TESTO DI RIFERIMENTO →

= = = = =

La Cicoria puntarelle detta “Molfettese” punta a raggiungere il riconoscimento di Igp

Più di tremilacinquecento anni fa (quando si dice “la notte dei tempi”) la cicoria era conosciuta in Egitto. Ne parla pure Plinio. E prim’ancora Galeno, uno dei medici più noti dell’antichità greca, suggeriva di mangiarla perché cura le epatopatie (dal greco…), le malattie del fegato. Uno degli ortaggi più comuni sulle nostre tavole pare sia originario dell’Asia Minore (l’Anatolia, attuale Turchia) o della Grecia, e comunque furono i catalani (di qui l’origine del nome “catalogna”) a portarla in Puglia dalla Spagna mediterranea.

= = = = =

ESTRATTO DEI DATI →
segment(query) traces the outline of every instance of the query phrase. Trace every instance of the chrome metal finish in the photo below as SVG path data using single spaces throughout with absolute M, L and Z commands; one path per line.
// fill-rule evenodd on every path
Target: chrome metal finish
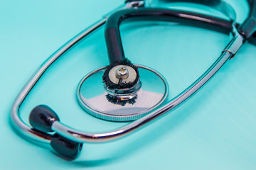
M 240 35 L 238 36 L 238 37 L 233 38 L 227 47 L 230 47 L 230 45 L 238 47 L 240 45 L 240 40 L 242 40 L 242 37 Z M 149 114 L 116 130 L 102 133 L 81 132 L 70 128 L 58 121 L 53 123 L 52 129 L 61 135 L 78 142 L 103 142 L 119 139 L 121 137 L 125 136 L 135 130 L 137 130 L 142 125 L 147 124 L 146 123 L 164 115 L 164 113 L 173 110 L 182 102 L 188 99 L 203 86 L 203 85 L 204 85 L 233 55 L 233 54 L 228 52 L 223 52 L 204 74 L 176 97 L 168 101 L 164 106 L 154 110 Z
M 127 8 L 127 5 L 123 4 L 110 13 L 112 13 L 117 10 L 123 8 Z M 107 21 L 107 16 L 105 16 L 104 18 L 100 19 L 98 21 L 95 22 L 92 26 L 83 30 L 82 32 L 80 32 L 73 38 L 70 40 L 62 47 L 60 47 L 40 66 L 40 67 L 28 79 L 27 83 L 25 84 L 25 86 L 23 87 L 23 89 L 21 90 L 20 93 L 18 94 L 17 97 L 14 100 L 11 108 L 11 118 L 13 123 L 13 126 L 21 134 L 28 137 L 31 140 L 33 140 L 37 142 L 41 142 L 43 143 L 50 142 L 51 139 L 50 135 L 34 130 L 29 125 L 26 125 L 24 121 L 22 120 L 20 116 L 19 108 L 27 95 L 30 93 L 33 87 L 35 86 L 35 84 L 37 83 L 41 76 L 46 72 L 48 68 L 60 57 L 61 57 L 62 55 L 63 55 L 65 52 L 67 52 L 69 49 L 74 46 L 80 40 L 86 37 L 87 35 L 92 33 L 92 32 L 95 30 L 99 27 L 104 25 Z
M 220 1 L 215 0 L 214 1 Z M 213 2 L 214 1 L 209 0 L 205 1 Z M 142 1 L 138 1 L 137 4 L 139 4 L 138 6 L 141 6 L 143 5 Z M 132 3 L 128 3 L 126 5 L 126 8 L 131 7 L 133 6 L 134 4 Z M 124 8 L 124 6 L 122 6 L 120 8 Z M 74 38 L 70 40 L 65 45 L 61 47 L 58 50 L 57 50 L 51 57 L 50 57 L 44 63 L 43 63 L 43 64 L 30 78 L 28 81 L 22 89 L 22 90 L 21 91 L 21 92 L 18 94 L 18 96 L 15 99 L 11 110 L 11 117 L 13 124 L 14 127 L 16 128 L 16 130 L 18 130 L 21 134 L 23 134 L 23 135 L 28 137 L 31 140 L 34 140 L 38 142 L 42 142 L 46 143 L 49 142 L 49 141 L 51 139 L 50 135 L 41 133 L 31 129 L 21 120 L 21 116 L 19 115 L 20 106 L 21 106 L 22 103 L 23 102 L 27 95 L 30 93 L 33 87 L 35 86 L 35 84 L 37 83 L 37 81 L 41 77 L 41 76 L 45 73 L 47 69 L 55 61 L 56 61 L 63 54 L 64 54 L 71 47 L 73 47 L 75 43 L 79 42 L 82 38 L 85 38 L 86 35 L 91 33 L 93 30 L 95 30 L 97 28 L 102 26 L 105 23 L 106 18 L 107 18 L 108 15 L 105 15 L 104 18 L 100 19 L 99 21 L 93 24 L 89 28 L 87 28 L 83 31 L 82 31 L 80 34 L 76 35 Z M 208 69 L 206 70 L 205 73 L 203 73 L 197 80 L 196 80 L 192 84 L 191 84 L 187 89 L 186 89 L 183 91 L 179 94 L 177 96 L 172 98 L 169 101 L 166 102 L 163 106 L 156 108 L 155 110 L 151 111 L 149 114 L 116 130 L 105 132 L 102 133 L 87 132 L 82 132 L 82 131 L 74 130 L 59 121 L 55 121 L 53 123 L 52 130 L 63 137 L 65 137 L 71 140 L 76 141 L 78 142 L 103 142 L 118 139 L 121 137 L 130 134 L 130 132 L 134 132 L 135 130 L 137 130 L 139 128 L 142 127 L 144 125 L 148 125 L 147 123 L 153 120 L 156 120 L 156 118 L 159 118 L 160 115 L 164 115 L 164 113 L 168 111 L 174 110 L 175 108 L 176 108 L 176 106 L 180 105 L 182 102 L 185 101 L 186 99 L 190 98 L 221 68 L 221 67 L 226 62 L 226 61 L 228 59 L 233 57 L 234 55 L 235 55 L 235 53 L 238 52 L 239 48 L 244 42 L 244 39 L 242 36 L 238 33 L 235 28 L 233 28 L 233 38 L 228 43 L 227 47 L 223 50 L 220 56 L 208 68 Z M 100 68 L 97 70 L 95 70 L 94 73 L 97 73 L 98 72 L 102 72 L 104 69 L 105 68 Z M 100 72 L 100 74 L 102 73 Z M 162 78 L 164 79 L 164 77 Z M 144 85 L 143 84 L 143 86 Z M 104 88 L 102 88 L 102 86 L 101 88 L 104 90 Z M 139 95 L 139 91 L 142 91 L 142 89 L 139 89 L 137 92 L 137 94 Z M 80 98 L 79 100 L 82 100 L 82 99 Z
M 139 83 L 134 88 L 123 91 L 105 91 L 101 78 L 106 67 L 86 75 L 77 90 L 81 107 L 99 118 L 129 121 L 138 119 L 159 106 L 168 95 L 166 80 L 152 69 L 136 66 L 140 73 Z
M 122 72 L 121 72 L 122 70 Z M 120 77 L 123 76 L 123 78 Z M 112 68 L 109 72 L 109 78 L 115 84 L 121 83 L 132 83 L 135 81 L 137 73 L 135 70 L 129 66 L 117 65 Z
M 118 68 L 116 71 L 116 76 L 119 79 L 127 79 L 129 76 L 128 69 L 125 67 Z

= = = = =

CONSEGNA 1 → Elenca, nell'ordine in cui compaiono, tutti i nomi di luoghi geografici citati nel testo sulla cicoria.
CONSEGNA 2 → Riproduci fedelmente il passo del testo sulla cicoria che va da «Più di tremilacinquecento» fino a «dalla Spagna mediterranea.».

RISULTATO 1 →
Egitto
Asia Minore
Anatolia
Turchia
Grecia
Puglia
Spagna mediterranea

RISULTATO 2 →
Più di tremilacinquecento anni fa (quando si dice “la notte dei tempi”) la cicoria era conosciuta in Egitto. Ne parla pure Plinio. E prim’ancora Galeno, uno dei medici più noti dell’antichità greca, suggeriva di mangiarla perché cura le epatopatie (dal greco…), le malattie del fegato. Uno degli ortaggi più comuni sulle nostre tavole pare sia originario dell’Asia Minore (l’Anatolia, attuale Turchia) o della Grecia, e comunque furono i catalani (di qui l’origine del nome “catalogna”) a portarla in Puglia dalla Spagna mediterranea.